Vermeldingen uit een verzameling

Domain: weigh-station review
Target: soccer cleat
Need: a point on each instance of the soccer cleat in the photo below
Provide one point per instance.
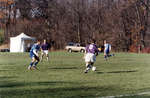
(29, 68)
(34, 67)
(86, 71)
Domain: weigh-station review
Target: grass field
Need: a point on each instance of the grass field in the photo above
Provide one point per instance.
(63, 76)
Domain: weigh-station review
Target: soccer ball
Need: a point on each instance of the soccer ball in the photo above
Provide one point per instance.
(94, 68)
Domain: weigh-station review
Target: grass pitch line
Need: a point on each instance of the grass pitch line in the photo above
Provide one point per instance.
(126, 95)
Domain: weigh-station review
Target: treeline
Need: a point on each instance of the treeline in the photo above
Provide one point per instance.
(124, 23)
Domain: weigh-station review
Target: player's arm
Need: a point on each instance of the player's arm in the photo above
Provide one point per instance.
(35, 52)
(109, 47)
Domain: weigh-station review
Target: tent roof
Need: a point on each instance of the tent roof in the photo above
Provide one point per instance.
(24, 36)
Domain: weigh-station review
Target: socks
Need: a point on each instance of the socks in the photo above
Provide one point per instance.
(31, 64)
(35, 63)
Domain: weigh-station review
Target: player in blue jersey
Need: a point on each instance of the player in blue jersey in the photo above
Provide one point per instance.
(107, 49)
(34, 55)
(90, 56)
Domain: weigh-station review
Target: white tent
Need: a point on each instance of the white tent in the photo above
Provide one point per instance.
(17, 44)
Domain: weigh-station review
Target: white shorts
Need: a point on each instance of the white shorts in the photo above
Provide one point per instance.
(90, 57)
(45, 52)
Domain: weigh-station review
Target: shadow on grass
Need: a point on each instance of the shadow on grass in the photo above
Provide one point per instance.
(136, 96)
(11, 84)
(57, 92)
(63, 68)
(131, 71)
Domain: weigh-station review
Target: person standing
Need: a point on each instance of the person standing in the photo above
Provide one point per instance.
(34, 55)
(91, 51)
(44, 50)
(107, 49)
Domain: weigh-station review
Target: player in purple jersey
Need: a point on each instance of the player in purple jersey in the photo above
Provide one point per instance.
(90, 56)
(34, 55)
(107, 49)
(44, 50)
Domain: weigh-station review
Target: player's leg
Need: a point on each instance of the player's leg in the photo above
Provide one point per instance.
(87, 62)
(106, 53)
(92, 62)
(88, 67)
(36, 62)
(47, 55)
(31, 64)
(42, 54)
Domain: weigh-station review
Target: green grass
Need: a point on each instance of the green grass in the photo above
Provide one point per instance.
(63, 76)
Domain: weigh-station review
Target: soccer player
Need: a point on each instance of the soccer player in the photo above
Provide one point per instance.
(44, 50)
(90, 56)
(107, 49)
(34, 55)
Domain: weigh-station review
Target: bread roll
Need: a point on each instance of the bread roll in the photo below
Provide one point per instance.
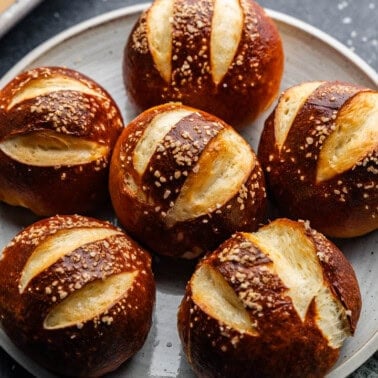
(275, 303)
(76, 295)
(58, 129)
(221, 56)
(319, 150)
(181, 181)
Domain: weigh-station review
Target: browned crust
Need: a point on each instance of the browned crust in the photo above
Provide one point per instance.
(343, 206)
(245, 91)
(283, 345)
(145, 219)
(68, 188)
(95, 347)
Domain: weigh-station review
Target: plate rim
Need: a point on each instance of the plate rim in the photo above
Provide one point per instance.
(368, 349)
(132, 9)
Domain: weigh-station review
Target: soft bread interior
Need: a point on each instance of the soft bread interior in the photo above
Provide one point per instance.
(90, 301)
(223, 167)
(44, 86)
(159, 36)
(288, 106)
(296, 263)
(153, 135)
(355, 136)
(215, 297)
(225, 36)
(56, 246)
(49, 148)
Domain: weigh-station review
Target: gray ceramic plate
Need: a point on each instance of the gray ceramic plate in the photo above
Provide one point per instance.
(95, 48)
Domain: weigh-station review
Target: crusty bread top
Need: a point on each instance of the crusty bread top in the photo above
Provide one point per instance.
(186, 162)
(283, 268)
(80, 268)
(53, 116)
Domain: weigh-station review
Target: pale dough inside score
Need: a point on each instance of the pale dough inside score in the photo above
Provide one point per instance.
(295, 262)
(355, 136)
(90, 301)
(289, 104)
(56, 246)
(44, 86)
(225, 36)
(49, 148)
(223, 168)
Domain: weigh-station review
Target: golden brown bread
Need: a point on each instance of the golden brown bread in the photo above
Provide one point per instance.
(319, 150)
(58, 129)
(181, 181)
(76, 294)
(275, 303)
(224, 57)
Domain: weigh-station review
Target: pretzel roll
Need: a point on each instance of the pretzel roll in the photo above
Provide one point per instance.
(222, 56)
(57, 132)
(275, 303)
(76, 295)
(319, 150)
(182, 181)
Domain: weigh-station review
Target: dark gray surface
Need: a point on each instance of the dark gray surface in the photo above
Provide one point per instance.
(354, 23)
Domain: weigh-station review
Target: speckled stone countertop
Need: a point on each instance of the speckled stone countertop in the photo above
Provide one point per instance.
(352, 22)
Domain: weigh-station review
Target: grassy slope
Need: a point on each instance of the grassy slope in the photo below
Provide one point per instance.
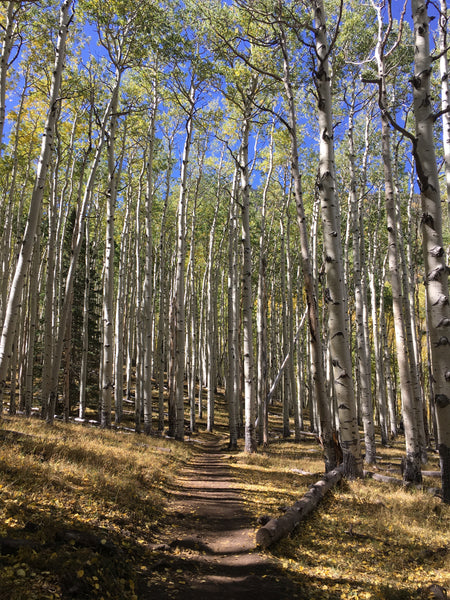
(107, 485)
(367, 540)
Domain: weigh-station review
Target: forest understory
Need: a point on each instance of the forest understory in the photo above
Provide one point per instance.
(90, 513)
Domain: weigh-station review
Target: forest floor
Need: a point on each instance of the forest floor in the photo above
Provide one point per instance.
(209, 551)
(89, 514)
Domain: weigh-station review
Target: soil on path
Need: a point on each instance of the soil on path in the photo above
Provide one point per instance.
(210, 551)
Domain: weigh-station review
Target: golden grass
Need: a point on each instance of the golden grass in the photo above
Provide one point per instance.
(367, 540)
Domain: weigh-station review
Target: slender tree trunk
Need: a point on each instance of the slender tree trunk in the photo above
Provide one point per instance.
(85, 331)
(179, 331)
(261, 316)
(28, 240)
(317, 366)
(445, 95)
(336, 295)
(412, 469)
(119, 320)
(365, 378)
(233, 321)
(436, 270)
(247, 296)
(147, 300)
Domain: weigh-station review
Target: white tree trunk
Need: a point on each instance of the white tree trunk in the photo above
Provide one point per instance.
(28, 240)
(336, 295)
(436, 269)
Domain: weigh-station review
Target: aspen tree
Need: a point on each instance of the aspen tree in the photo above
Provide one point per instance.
(178, 318)
(436, 269)
(26, 249)
(85, 330)
(233, 375)
(360, 300)
(211, 305)
(84, 197)
(9, 36)
(261, 315)
(317, 365)
(445, 94)
(119, 319)
(147, 300)
(336, 294)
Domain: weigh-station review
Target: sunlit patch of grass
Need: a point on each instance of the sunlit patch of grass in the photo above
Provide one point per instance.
(108, 486)
(366, 540)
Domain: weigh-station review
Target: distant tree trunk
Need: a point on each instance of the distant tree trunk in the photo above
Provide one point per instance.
(163, 304)
(436, 270)
(114, 168)
(317, 366)
(445, 94)
(192, 319)
(119, 320)
(286, 398)
(179, 325)
(9, 35)
(233, 379)
(359, 270)
(261, 315)
(33, 294)
(247, 295)
(147, 299)
(412, 470)
(77, 240)
(85, 330)
(28, 239)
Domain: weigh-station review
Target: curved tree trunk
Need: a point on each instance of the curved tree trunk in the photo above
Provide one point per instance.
(336, 295)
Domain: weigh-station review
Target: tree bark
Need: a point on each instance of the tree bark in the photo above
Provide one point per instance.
(28, 239)
(336, 295)
(436, 269)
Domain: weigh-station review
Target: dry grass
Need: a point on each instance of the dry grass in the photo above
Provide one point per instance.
(368, 540)
(84, 504)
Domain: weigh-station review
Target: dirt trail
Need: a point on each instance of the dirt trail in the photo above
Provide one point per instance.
(210, 551)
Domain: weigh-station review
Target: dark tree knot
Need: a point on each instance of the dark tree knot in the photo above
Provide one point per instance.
(441, 400)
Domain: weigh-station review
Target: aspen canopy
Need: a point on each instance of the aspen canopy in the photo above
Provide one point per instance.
(244, 196)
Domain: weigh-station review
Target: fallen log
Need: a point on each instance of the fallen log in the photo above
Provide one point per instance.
(280, 527)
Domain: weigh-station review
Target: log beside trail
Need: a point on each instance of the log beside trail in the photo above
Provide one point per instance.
(280, 527)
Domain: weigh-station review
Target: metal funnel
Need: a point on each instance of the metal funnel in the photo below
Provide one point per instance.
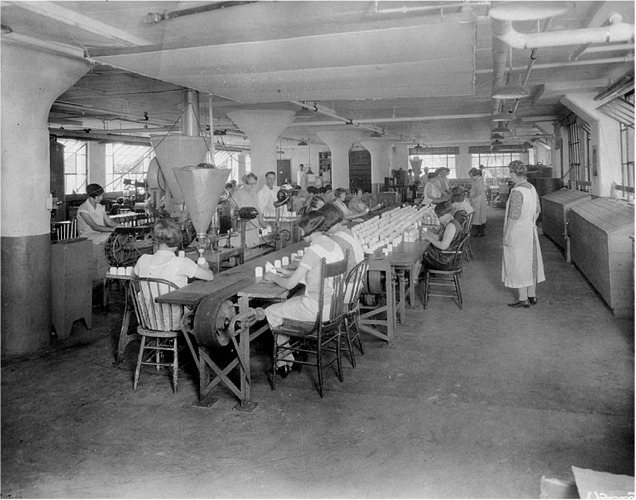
(201, 188)
(176, 151)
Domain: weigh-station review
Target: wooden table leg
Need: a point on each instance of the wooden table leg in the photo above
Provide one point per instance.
(391, 313)
(243, 351)
(414, 277)
(402, 298)
(124, 338)
(105, 293)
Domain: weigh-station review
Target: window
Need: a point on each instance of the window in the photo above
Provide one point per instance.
(496, 162)
(627, 155)
(434, 158)
(127, 162)
(75, 165)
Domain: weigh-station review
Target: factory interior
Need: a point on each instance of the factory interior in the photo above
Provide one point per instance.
(230, 121)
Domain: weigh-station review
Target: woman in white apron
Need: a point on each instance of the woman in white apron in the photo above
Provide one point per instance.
(522, 265)
(304, 307)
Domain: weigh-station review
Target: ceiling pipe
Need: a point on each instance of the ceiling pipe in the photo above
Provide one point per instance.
(587, 62)
(158, 17)
(323, 111)
(426, 8)
(396, 120)
(99, 136)
(617, 31)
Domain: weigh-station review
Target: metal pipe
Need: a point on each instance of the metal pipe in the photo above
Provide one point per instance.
(590, 62)
(320, 109)
(211, 119)
(189, 119)
(426, 8)
(617, 31)
(397, 120)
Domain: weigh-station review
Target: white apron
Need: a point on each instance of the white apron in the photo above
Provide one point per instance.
(522, 264)
(478, 201)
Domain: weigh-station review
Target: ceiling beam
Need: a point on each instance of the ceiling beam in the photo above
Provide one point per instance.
(56, 12)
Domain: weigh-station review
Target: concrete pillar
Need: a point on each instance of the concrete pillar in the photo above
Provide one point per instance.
(380, 150)
(340, 143)
(263, 127)
(31, 81)
(401, 158)
(97, 164)
(605, 142)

## Schriftelijke opdracht
Verzamel uit de gegevens hierboven elke regel waarin de tekenreeks "soil" voorkomt en neem die regels over. Het verschil tussen hoofdletters en kleine letters telt mee.

## Oplossing
Target: soil on path
Need: a point on each instance of the soil on path in the photo above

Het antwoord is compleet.